#### PROBLEM REQUIREMENTS:
Produce a verbatim copy of the entries listed below.

Top of GIVEN RECORDS

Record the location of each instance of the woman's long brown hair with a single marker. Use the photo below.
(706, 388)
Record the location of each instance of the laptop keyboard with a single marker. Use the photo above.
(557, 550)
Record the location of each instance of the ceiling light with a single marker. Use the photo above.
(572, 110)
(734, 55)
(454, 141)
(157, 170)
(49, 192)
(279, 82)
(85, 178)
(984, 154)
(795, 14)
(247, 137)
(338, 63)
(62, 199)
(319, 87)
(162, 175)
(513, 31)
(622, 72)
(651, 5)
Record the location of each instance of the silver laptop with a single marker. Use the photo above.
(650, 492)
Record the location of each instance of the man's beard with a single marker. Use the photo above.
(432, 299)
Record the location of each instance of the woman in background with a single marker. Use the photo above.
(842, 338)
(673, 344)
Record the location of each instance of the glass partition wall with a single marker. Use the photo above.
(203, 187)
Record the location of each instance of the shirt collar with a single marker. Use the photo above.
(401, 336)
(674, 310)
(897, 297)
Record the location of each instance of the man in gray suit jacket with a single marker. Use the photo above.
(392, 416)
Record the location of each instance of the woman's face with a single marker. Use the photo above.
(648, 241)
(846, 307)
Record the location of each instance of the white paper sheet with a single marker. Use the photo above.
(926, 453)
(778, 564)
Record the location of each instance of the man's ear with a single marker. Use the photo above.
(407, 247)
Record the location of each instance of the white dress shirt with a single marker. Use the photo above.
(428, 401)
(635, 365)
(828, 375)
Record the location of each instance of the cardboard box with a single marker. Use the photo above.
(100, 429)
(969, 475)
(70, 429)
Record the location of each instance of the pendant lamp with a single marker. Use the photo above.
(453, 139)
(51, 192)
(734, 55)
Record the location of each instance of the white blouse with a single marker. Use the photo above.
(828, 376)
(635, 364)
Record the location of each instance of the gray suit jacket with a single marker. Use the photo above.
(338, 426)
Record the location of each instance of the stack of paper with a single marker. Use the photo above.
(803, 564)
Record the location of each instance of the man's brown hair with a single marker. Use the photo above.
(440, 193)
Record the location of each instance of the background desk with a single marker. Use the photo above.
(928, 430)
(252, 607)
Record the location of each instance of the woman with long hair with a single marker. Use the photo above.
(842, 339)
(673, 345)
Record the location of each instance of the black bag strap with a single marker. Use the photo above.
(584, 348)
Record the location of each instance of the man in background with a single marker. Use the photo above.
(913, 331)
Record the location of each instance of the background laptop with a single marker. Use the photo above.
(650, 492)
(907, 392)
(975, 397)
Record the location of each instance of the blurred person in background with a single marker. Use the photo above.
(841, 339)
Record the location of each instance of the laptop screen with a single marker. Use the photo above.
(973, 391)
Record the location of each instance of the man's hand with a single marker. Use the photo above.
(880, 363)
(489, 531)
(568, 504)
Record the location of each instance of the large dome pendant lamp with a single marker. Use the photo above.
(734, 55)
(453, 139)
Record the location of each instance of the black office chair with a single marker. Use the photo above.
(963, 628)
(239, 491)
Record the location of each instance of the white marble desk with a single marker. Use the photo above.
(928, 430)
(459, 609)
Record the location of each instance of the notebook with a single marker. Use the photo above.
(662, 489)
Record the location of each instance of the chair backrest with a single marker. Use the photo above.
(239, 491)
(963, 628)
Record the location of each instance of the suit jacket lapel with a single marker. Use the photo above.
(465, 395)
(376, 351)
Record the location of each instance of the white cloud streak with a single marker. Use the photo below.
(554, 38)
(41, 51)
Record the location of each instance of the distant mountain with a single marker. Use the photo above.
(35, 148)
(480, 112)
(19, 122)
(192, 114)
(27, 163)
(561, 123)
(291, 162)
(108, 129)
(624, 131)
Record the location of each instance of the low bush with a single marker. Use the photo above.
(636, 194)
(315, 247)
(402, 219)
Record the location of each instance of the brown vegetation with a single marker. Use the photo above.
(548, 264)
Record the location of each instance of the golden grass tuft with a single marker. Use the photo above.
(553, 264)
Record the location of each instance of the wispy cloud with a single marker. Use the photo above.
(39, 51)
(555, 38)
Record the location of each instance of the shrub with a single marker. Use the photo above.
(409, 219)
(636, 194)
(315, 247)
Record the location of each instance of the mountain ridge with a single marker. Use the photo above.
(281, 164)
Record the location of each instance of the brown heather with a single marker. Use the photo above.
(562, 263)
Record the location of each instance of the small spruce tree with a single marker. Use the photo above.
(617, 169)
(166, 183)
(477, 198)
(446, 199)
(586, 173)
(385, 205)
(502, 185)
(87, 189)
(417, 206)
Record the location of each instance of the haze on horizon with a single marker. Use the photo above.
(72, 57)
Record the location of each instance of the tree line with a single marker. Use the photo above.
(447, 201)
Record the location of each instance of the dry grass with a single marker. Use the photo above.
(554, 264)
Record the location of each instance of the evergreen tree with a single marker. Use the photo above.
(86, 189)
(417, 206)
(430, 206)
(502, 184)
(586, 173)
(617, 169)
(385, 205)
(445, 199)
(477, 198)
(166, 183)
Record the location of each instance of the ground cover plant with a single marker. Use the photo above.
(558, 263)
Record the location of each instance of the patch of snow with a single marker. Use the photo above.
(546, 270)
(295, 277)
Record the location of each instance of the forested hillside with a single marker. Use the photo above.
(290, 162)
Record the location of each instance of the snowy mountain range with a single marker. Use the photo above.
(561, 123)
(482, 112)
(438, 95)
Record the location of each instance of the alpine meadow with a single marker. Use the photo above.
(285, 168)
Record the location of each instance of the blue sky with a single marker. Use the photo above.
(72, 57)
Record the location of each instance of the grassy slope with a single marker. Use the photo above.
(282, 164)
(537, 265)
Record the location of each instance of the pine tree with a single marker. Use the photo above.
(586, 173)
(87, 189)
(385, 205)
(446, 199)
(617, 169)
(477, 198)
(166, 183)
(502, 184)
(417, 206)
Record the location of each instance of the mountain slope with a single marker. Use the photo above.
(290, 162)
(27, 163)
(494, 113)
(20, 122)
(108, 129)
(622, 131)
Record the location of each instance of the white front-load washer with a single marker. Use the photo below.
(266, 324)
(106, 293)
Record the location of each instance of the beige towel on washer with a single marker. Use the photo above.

Bottom of GIVEN RECORDS

#### WORKED SOLUTION:
Record the location of each instance of the woman's long brown hair with a single marker. Use the photo below.
(706, 388)
Record the location of each instance of the laptop keyboard with a single marker. Use the photo above.
(557, 550)
Record the location of each instance of the ceiling light with a single marker. Use the photo above.
(572, 110)
(734, 55)
(454, 141)
(157, 170)
(49, 192)
(279, 82)
(85, 178)
(984, 154)
(795, 14)
(247, 137)
(338, 63)
(62, 199)
(319, 87)
(162, 175)
(513, 31)
(622, 72)
(651, 5)
Record the location of each instance of the silver laptop with a single marker. Use the photo above.
(650, 492)
Record the location of each instance of the man's beard with a single marker. Use the photo above.
(432, 299)
Record the location of each instance of the woman in background with a single marker. Use the photo above.
(842, 338)
(673, 344)
Record the location of each instance of the glass partition wall with a single marker. Use the photo above.
(203, 187)
Record the location of each instance of the shirt collar with a single marker. Use the photo above.
(401, 336)
(674, 310)
(897, 297)
Record the location of each instance of the man in gray suit jacket with a single marker. Use the photo above.
(392, 416)
Record the location of each instance of the woman's face with a single marker. Use the photo above.
(648, 241)
(846, 307)
Record the location of each instance of the white paper sheet with a single marker. Use the photo above.
(926, 453)
(778, 564)
Record the location of each instance of the man's ear with a single marker. Use the photo above.
(407, 247)
Record the location of each instance of the white dress shirt with a single marker. Use the photo above.
(428, 401)
(635, 365)
(828, 375)
Record the location of each instance of the cardboard box with a single marker. Use the photo above.
(100, 429)
(969, 475)
(70, 429)
Record the location of each instance of the pendant lamp with a single marker. Use the photo above.
(453, 139)
(51, 192)
(734, 55)
Record the location of each instance of the white blouse with a single marker. Use the photo above.
(828, 376)
(635, 364)
Record the location of each instance of the gray suit jacket with a single marker. Use the photo above.
(338, 426)
Record the location of each instance of the stack of paper with a single marker. Use the photo above.
(803, 564)
Record the location of each instance of the man's brown hair with a single marker. Use the photo above.
(440, 193)
Record the location of each instance of the background desk with a single marker. Use the photo above.
(928, 430)
(252, 607)
Record the location of each instance of the woman with long hair with a single marker. Use the photo above.
(842, 339)
(673, 345)
Record the location of each instance of the black bag strap with a single marker. Use the photo above.
(584, 348)
Record the location of each instance of the man in background with a single marker. Use the photo above.
(913, 331)
Record the location of each instance of the background laptop with a single marker. Use the photo above.
(650, 492)
(907, 392)
(975, 397)
Record the location of each instance of the blurred person in background with a single marker. Use the photo above.
(841, 339)
Record the location of each instance of the laptop screen with a single marker. Use the photo above.
(973, 391)
Record the location of each instance of the man's hand with a single marker. Use the photo above.
(880, 363)
(489, 531)
(568, 504)
Record the location of each instance of the large dome pendant lamp with a single marker. Use the photo above.
(734, 55)
(453, 139)
Record the location of each instance of the black office chair with a single marker. Use the photo above.
(963, 628)
(239, 491)
Record the location of each instance of the white marble desk with a single marker. Use the photo above.
(928, 430)
(459, 609)
Record the location of each instance of the notebook with a single marker. Use the photo above.
(662, 489)
Record the location of each instance of the chair backrest with a single marker. Use the photo above.
(239, 491)
(963, 628)
Record the location of each instance of the suit jacket lapel with a single marker. Use the photo above.
(465, 395)
(376, 351)
Record the location of each instance of the white cloud streak with a single marker. Use the photo below.
(554, 38)
(41, 51)
Record the location of each instance of the distant mountain with a single marker. Use the photo above.
(35, 148)
(480, 112)
(19, 122)
(192, 114)
(27, 163)
(561, 123)
(291, 162)
(108, 129)
(624, 131)
Record the location of each instance of the low bush with a single marker. Use the photo above.
(636, 194)
(315, 247)
(402, 219)
Record the location of each instance of the brown vegetation with a single marker. Use the photo above.
(548, 264)
Record the location of each instance of the golden grass tuft with a single marker. Use the photo above.
(553, 264)
Record the location of each instance of the wispy cloud with a single marker. Use the photo above.
(39, 51)
(555, 38)
Record the location of each instance of the shrub with a single marker. Use the photo above.
(409, 219)
(636, 194)
(315, 247)
Record the location of each instance of the mountain ridge with a single marker. Use the photo above.
(281, 164)
Record the location of each instance of the brown heather with a single marker. Use the photo above.
(562, 263)
Record the location of each instance of the small spruce tree with a single marker. Use the photo above.
(617, 169)
(166, 183)
(477, 198)
(446, 199)
(586, 173)
(385, 205)
(502, 185)
(87, 189)
(417, 206)
Record the location of each instance of the haze on horizon with a single marker. Use the photo above.
(72, 57)
Record the location of each instance of the tree line with a single marker. Use the photo above.
(447, 201)
Record the location of each instance of the dry grass with a single marker. Use the photo above.
(554, 264)
Record the location of each instance of the evergreen tree with a single marker. Use the photo above.
(86, 189)
(417, 206)
(430, 206)
(502, 184)
(586, 173)
(617, 169)
(385, 205)
(445, 199)
(477, 198)
(166, 183)
Record the location of each instance of the ground cover plant with a single marker. Use the photo above.
(558, 263)
Record the location of each instance of the patch of snow with a single marker. Use the photo above.
(546, 270)
(295, 277)
Record the location of each instance of the forested hillside with a single marker. Use the photo above.
(290, 162)
Record the location of each instance of the snowy mountain range with a single marker. Use the photo above.
(561, 123)
(482, 112)
(438, 95)
Record the location of each instance of the alpine meadow with a single marker. Use the photo above.
(285, 168)
Record the location of each instance of the blue sky with a single marker. Use the photo above.
(72, 57)
Record the location of each instance of the grassy slope with a single marker. Use the photo above.
(282, 164)
(537, 265)
Record the location of each instance of the pine tree with a single marker. Use the photo above.
(586, 173)
(87, 189)
(385, 205)
(446, 199)
(617, 169)
(477, 198)
(166, 183)
(502, 184)
(417, 206)
Record the location of each instance of the mountain slope with a single marker. Use the photo above.
(290, 162)
(27, 163)
(494, 113)
(20, 122)
(108, 129)
(622, 131)
Record the location of each instance of the white front-load washer with a single marker. Use the photo below.
(266, 324)
(106, 293)
Record the location of each instance of the beige towel on washer with a single marker. Use the photo above.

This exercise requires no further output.